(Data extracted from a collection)

☆ ☆ ☆

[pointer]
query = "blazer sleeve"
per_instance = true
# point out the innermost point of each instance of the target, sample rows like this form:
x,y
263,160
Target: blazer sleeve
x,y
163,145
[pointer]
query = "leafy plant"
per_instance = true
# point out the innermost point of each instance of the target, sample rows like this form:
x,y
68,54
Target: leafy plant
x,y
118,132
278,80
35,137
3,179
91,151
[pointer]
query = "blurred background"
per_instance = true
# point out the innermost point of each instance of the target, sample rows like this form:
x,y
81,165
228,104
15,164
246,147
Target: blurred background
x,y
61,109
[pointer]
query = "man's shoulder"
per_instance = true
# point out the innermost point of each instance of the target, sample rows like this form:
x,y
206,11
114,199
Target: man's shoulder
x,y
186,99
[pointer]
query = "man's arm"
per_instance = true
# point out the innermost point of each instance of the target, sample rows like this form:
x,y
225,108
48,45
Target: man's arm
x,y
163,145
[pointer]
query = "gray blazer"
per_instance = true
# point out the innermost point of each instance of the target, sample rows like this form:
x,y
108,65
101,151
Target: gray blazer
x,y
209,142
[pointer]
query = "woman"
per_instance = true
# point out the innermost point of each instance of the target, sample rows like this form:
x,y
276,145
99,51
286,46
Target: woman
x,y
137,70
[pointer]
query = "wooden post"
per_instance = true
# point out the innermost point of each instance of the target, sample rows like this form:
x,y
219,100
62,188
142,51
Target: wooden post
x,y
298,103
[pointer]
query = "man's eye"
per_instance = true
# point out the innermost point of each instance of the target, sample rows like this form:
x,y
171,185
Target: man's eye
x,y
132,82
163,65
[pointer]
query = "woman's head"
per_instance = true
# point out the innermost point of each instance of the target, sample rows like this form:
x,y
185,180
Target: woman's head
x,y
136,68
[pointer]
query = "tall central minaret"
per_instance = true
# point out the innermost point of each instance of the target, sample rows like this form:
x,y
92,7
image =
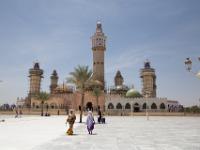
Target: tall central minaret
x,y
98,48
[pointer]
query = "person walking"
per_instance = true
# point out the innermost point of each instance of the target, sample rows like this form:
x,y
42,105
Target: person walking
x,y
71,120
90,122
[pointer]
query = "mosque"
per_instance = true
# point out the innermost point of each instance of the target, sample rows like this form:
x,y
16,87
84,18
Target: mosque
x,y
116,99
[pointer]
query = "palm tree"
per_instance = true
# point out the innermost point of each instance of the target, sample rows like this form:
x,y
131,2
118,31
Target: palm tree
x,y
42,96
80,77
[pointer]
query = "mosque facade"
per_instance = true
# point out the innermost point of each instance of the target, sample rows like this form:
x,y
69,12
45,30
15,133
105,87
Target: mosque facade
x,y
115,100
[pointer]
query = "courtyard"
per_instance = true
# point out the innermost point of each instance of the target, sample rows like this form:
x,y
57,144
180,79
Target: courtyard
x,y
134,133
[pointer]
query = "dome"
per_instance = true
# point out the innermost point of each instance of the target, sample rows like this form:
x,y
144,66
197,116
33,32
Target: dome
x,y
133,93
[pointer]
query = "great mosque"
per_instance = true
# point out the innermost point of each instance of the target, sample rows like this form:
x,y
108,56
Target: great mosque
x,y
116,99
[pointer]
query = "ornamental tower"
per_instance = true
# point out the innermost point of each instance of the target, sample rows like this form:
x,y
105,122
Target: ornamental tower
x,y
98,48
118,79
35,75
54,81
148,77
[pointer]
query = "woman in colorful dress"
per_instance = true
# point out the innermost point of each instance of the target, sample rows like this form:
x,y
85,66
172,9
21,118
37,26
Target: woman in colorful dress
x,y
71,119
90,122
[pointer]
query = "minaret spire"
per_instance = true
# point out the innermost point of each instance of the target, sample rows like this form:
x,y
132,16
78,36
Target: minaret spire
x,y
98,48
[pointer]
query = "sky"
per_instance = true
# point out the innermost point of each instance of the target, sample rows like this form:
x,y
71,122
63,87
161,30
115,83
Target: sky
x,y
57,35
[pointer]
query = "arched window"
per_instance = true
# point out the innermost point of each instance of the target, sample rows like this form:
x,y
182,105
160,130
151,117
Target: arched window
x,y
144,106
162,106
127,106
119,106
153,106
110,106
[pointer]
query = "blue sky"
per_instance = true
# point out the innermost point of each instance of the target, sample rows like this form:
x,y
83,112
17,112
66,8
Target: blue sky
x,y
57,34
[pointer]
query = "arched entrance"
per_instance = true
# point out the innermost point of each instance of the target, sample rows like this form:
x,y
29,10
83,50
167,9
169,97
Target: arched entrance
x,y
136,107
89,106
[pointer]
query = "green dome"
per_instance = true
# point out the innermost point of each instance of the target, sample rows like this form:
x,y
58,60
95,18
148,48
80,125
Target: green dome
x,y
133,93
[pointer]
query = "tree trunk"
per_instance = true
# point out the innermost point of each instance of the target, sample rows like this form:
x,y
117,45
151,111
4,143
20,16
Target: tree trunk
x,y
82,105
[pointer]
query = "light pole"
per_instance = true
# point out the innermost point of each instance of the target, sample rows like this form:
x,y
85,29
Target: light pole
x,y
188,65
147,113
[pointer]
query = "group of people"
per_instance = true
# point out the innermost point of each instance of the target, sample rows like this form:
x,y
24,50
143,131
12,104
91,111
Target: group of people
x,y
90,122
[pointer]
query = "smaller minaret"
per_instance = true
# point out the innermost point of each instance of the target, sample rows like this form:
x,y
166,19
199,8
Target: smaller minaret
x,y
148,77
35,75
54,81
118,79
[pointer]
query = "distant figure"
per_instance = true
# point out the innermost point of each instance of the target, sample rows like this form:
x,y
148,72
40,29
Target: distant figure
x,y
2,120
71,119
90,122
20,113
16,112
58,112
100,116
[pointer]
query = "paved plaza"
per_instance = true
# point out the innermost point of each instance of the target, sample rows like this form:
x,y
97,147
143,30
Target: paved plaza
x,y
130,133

☆ ☆ ☆

PROMPT: Transcribe the entries above verbatim, excluding any image.

SOLUTION TO THE EXERCISE:
[pointer]
query = "blazer sleeve"
per_instance = true
# point out the innermost point of each instance of the target, sample rows like this form:
x,y
263,160
Target: blazer sleeve
x,y
163,145
[pointer]
query = "leafy plant"
per_instance = true
# point out the innermost point of each instance of the target, sample rows like this form:
x,y
68,54
Target: leafy plant
x,y
118,132
278,80
35,137
3,179
91,151
[pointer]
query = "blurred background"
per_instance = true
# point out the innermost point of each instance of the target, sample rows like this form:
x,y
81,165
228,104
15,164
246,147
Target: blurred background
x,y
61,109
[pointer]
query = "man's shoulder"
per_instance = true
# point out the innermost point of each instance of the target, sample rows like this form:
x,y
206,11
114,199
Target: man's shoulder
x,y
186,99
[pointer]
query = "man's arm"
per_instance = true
# point out the innermost point of each instance of the target, sample rows like this form:
x,y
225,108
48,45
Target: man's arm
x,y
163,145
[pointer]
query = "gray blazer"
per_instance = true
# point out the innermost point of each instance of the target, sample rows like this form:
x,y
108,65
101,151
Target: gray blazer
x,y
209,142
[pointer]
query = "woman"
per_instance = true
# point out the innermost point of each instance of the target, sample rows like this form:
x,y
276,145
99,51
286,46
Target: woman
x,y
137,70
[pointer]
query = "wooden post"
per_instance = true
# point out the innermost point of each instance of the target, sample rows like this form:
x,y
219,100
62,188
142,51
Target: wooden post
x,y
298,103
[pointer]
query = "man's eye"
per_instance = true
# point out the innermost point of each instance of the target, sample rows like this form:
x,y
171,185
Target: man's eye
x,y
132,82
163,65
[pointer]
query = "woman's head"
per_instance = true
# point out the innermost point of each instance of the target, sample rows like this form:
x,y
185,180
Target: woman's head
x,y
136,68
[pointer]
query = "tall central minaret"
per_instance = true
# point out the innermost point of each instance of the target, sample rows like this form:
x,y
92,7
image =
Target: tall central minaret
x,y
98,48
[pointer]
query = "person walking"
per_instance = true
# point out the innermost point of each instance of the target, sample rows like this form:
x,y
42,105
Target: person walking
x,y
71,120
90,122
[pointer]
query = "mosque"
per_instance = true
# point out the innermost point of each instance of the target, sample rows like this form:
x,y
16,87
84,18
Target: mosque
x,y
116,99
[pointer]
query = "palm tree"
per_instance = true
# point out the innermost point of each instance of the target, sample rows like this form:
x,y
131,2
118,31
Target: palm tree
x,y
42,96
80,77
[pointer]
query = "mosque facade"
per_instance = true
# point out the innermost point of each instance of the target, sample rows like this form:
x,y
69,12
45,30
15,133
105,87
Target: mosque facade
x,y
115,100
[pointer]
query = "courtyard"
per_instance = true
# point out the innermost point of each instance of the target, sample rows like this form:
x,y
57,144
180,79
Target: courtyard
x,y
134,133
[pointer]
query = "dome"
per_instance = true
# point out the innermost point of each instance of the target, sample rows like this form:
x,y
144,66
197,116
33,32
Target: dome
x,y
133,93
[pointer]
query = "great mosque"
per_instance = true
# point out the innermost point of each instance of the target, sample rows like this form:
x,y
108,56
Target: great mosque
x,y
116,99
[pointer]
query = "ornamental tower"
per_instance = true
# point out the innermost point of each instance of the target, sample rows like this form:
x,y
105,122
Target: ornamental tower
x,y
98,48
118,79
35,75
54,81
148,77
[pointer]
query = "woman in colorful dress"
per_instance = true
# point out the innermost point of each instance of the target, sample rows like this form:
x,y
85,66
172,9
21,118
37,26
Target: woman in colorful dress
x,y
71,119
90,122
[pointer]
query = "minaret spire"
per_instance = true
# point out the innermost point of each instance of the target, sample rows like this form:
x,y
132,16
78,36
Target: minaret spire
x,y
98,48
[pointer]
query = "sky"
per_instance = true
# point out the innermost point of each instance of the target, sample rows like this form:
x,y
71,122
63,87
161,30
115,83
Target: sky
x,y
57,35
[pointer]
query = "arched window"
per_instance = true
# point out the innermost point of each instance of the target, sample rows like this form:
x,y
182,105
160,130
151,117
Target: arched window
x,y
144,106
162,106
127,106
119,106
153,106
110,106
[pointer]
query = "blue sky"
per_instance = true
# point out the innermost point of each instance of the target, sample rows like this form:
x,y
83,112
17,112
66,8
Target: blue sky
x,y
57,34
[pointer]
query = "arched entrance"
per_instance = true
# point out the innermost point of each instance of the target, sample rows like this form:
x,y
29,10
83,50
167,9
169,97
Target: arched entrance
x,y
136,107
89,106
[pointer]
query = "green dome"
per_instance = true
# point out the innermost point of each instance of the target, sample rows like this form:
x,y
58,60
95,18
148,48
80,125
Target: green dome
x,y
133,93
[pointer]
query = "tree trunk"
per_instance = true
# point out the innermost point of each instance of the target, sample rows like this form:
x,y
117,45
151,111
4,143
20,16
Target: tree trunk
x,y
82,105
[pointer]
query = "light pole"
per_instance = true
# point out the innermost point of each instance of the target, sample rows like this form:
x,y
85,29
Target: light pole
x,y
188,65
147,113
[pointer]
query = "group of people"
per_instance = true
# point out the innermost point of each instance of the target, sample rows like this form:
x,y
24,50
143,131
12,104
91,111
Target: group of people
x,y
90,122
[pointer]
query = "smaller minaret"
per_instance = true
# point out the innermost point of each instance of the target, sample rows like this form:
x,y
166,19
199,8
Target: smaller minaret
x,y
148,77
35,75
54,81
118,79
[pointer]
query = "distant figure"
per_instance = true
# point out the innermost point of each instance of the target, sample rows like this form:
x,y
148,72
40,29
Target: distant figure
x,y
2,120
71,119
90,122
20,113
16,112
58,112
100,116
[pointer]
query = "paved plaza"
per_instance = true
# point out the innermost point of each instance of the target, sample rows like this form:
x,y
97,147
143,30
Target: paved plaza
x,y
130,133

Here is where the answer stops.